§ EXERCISE DIRECTIONS
Return every one of the entries below word for word, without changing a single line.

[Stored entries]
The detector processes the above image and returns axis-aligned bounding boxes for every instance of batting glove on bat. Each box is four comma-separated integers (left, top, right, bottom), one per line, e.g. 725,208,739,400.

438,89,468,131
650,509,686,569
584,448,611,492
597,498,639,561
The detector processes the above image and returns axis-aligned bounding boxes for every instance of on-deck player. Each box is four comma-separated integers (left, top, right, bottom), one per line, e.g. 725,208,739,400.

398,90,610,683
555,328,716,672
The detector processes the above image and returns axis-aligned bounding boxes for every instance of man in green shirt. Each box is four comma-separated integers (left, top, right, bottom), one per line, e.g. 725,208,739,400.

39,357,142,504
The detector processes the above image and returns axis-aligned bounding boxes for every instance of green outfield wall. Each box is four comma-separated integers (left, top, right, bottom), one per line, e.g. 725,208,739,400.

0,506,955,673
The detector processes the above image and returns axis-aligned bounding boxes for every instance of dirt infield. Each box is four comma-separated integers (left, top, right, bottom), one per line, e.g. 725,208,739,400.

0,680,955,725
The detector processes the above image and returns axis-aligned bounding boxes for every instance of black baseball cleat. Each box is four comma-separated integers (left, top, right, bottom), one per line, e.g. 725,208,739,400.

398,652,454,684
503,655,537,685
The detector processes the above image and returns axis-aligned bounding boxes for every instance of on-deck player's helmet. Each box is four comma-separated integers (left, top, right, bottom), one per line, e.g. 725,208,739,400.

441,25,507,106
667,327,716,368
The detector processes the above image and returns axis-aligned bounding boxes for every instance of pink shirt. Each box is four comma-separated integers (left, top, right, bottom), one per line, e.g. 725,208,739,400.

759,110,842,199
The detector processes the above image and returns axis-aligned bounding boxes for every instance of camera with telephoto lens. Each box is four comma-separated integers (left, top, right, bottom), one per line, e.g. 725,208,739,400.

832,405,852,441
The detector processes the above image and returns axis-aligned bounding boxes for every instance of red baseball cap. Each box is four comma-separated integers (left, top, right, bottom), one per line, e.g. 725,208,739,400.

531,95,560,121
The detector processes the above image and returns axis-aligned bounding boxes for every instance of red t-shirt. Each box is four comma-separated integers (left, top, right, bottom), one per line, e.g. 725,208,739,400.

§ FINAL RESULT
The detector processes the above image and returns axis-aligned bounding boxes for every instance of batting glove on bat. Each box is four comma-separated integers (left, top, right, bottom), one per line, e.g. 725,208,739,400.

438,89,468,131
650,509,686,569
584,448,611,492
597,498,639,561
The detector processes the above image and returns axis-aligned bounding boxes for every instance of on-deck player. Each box is four comma-separated integers (left, top, right, bottom), one per line, e.g. 725,208,739,400.

398,90,610,683
555,328,716,672
The detector processes the above image and returns axis-aligned bounding boxes for every instance of man in green shirt. Each box is four comma-separated integers (left, top, right, bottom), one per line, e.g. 725,208,739,400.

39,357,142,504
The detector processes the above image and returns axis-aligned bounding boxes for every instance of green outfield wall. Each box is four comma-separated integers (left, top, right, bottom), one per line, e.g. 725,208,739,400.

0,506,955,673
The detector processes the above image and returns axis-aligned bounding boxes for every instance of dirt infield. Each box is four comma-separated integers (left, top, right, bottom), one per line, e.g. 725,208,739,400.

0,680,955,725
The detector processes the above image and returns axis-aligned bounding boxes for every instance of black baseball cleat. Each box is four comma-separated integers (left, top, right, bottom), one per line, e.g. 725,208,739,400.

398,652,454,684
503,655,537,685
The detector processes the above image and returns axis-aligned bounding boxes for every instance of on-deck player's helmet. Each box is four comma-separated integers (left, top, right, bottom), one per line, e.g. 725,208,739,400.

441,25,507,106
667,327,716,368
The detector processes the above image and returns axis-aligned bounding boxes for every instance of pink shirt. Each box is four comma-separated integers (left, top, right, bottom), one per line, e.g. 725,208,739,400.

759,110,842,199
The detector processes the above image and returns axis-aligned bounding boxes for every instance of camera with telephoto lens. Each box is four comma-separated integers (left, top, right, bottom), one per line, e.g. 725,208,739,400.

832,405,852,441
The detector processes the above image and returns axis-aligned bounding boxes for every instance of red baseball cap. Each box is four comma-separated integers (left, top, right, bottom), one per line, e.g. 725,208,739,400.

531,95,560,121
The detector processes the above image and returns axis-aligned bounding boxes for every instance of red t-shirt. Each box is four comma-separated integers (left, top, right, bottom), one per line, e.g. 725,208,739,400.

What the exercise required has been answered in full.